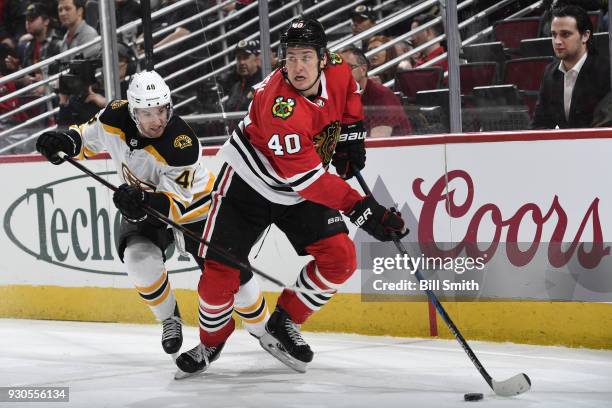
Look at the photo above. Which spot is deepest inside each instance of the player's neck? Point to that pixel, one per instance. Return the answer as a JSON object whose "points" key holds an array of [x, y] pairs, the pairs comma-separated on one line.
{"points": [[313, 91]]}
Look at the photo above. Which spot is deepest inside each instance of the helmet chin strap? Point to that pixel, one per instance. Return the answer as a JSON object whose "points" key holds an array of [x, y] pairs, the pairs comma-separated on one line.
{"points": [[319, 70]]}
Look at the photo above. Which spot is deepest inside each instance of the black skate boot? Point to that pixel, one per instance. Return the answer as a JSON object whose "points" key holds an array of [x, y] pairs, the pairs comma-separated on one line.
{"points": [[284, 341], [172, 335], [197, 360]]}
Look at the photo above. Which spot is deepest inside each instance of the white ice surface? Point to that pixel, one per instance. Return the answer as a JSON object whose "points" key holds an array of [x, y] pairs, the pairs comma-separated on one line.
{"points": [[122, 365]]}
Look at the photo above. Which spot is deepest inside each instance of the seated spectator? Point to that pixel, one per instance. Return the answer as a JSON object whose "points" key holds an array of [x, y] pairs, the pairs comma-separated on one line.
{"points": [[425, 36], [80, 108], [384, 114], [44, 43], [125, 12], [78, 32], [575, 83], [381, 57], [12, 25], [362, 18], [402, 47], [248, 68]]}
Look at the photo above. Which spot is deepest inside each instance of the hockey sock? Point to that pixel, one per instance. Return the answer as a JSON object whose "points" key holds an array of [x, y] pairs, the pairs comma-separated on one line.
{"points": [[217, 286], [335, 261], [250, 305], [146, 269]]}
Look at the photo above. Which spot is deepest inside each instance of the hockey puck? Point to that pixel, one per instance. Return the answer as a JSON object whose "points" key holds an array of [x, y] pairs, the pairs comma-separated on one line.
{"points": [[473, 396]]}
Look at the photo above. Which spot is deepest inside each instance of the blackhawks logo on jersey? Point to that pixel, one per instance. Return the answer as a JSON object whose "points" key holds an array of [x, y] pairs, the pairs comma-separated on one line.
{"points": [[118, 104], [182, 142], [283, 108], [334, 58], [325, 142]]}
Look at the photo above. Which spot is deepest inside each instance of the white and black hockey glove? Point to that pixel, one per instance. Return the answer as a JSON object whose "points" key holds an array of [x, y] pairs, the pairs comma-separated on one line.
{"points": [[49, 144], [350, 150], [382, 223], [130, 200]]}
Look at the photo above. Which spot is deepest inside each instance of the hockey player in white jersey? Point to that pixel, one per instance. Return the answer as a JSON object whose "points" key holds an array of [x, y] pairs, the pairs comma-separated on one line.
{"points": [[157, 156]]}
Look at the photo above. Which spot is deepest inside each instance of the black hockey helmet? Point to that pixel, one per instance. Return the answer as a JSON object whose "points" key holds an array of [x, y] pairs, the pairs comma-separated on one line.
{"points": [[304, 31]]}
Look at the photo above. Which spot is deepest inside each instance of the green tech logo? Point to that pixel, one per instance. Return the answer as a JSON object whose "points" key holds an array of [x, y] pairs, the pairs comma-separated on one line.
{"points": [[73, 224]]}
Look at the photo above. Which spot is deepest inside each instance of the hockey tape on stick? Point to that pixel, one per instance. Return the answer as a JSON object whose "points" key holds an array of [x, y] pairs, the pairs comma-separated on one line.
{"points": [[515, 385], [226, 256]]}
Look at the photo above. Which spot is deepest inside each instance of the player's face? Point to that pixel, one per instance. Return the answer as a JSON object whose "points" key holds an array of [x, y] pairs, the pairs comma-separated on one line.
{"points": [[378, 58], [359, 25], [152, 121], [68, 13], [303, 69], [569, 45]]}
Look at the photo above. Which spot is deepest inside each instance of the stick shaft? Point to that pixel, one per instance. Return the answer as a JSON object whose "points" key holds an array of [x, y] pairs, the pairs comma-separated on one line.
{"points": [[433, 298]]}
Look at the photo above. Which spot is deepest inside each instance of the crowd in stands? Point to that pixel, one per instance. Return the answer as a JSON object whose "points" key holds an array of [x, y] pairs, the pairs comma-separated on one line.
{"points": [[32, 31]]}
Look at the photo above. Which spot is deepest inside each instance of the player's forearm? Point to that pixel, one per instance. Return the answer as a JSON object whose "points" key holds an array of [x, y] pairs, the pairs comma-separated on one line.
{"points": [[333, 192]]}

■ ■ ■

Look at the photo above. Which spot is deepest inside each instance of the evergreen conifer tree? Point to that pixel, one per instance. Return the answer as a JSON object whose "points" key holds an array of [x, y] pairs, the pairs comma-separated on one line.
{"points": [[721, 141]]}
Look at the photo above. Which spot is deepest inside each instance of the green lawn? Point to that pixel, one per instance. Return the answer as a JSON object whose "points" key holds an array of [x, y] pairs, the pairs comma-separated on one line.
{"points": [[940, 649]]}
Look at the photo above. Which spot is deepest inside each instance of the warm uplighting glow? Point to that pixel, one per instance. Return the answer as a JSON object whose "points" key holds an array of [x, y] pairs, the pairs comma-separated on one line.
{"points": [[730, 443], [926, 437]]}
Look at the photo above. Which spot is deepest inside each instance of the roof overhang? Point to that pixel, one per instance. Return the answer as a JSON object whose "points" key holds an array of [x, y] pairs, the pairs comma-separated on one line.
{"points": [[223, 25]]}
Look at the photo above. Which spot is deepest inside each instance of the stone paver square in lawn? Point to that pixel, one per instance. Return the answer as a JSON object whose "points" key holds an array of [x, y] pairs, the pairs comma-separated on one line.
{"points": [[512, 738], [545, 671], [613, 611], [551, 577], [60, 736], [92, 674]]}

■ ■ ■

*Set problem*
Return every line of the material above that contains the string "stone", matching case exactly.

*Worked answer*
Look at the photo above. Which spot is deepest inside each instance of the stone paver square in lawn? Point to that pixel, one per instance. Return the answer as a JSON object whose "points" key holds an array of [x, y] pairs, the pairs comma-separated on one line.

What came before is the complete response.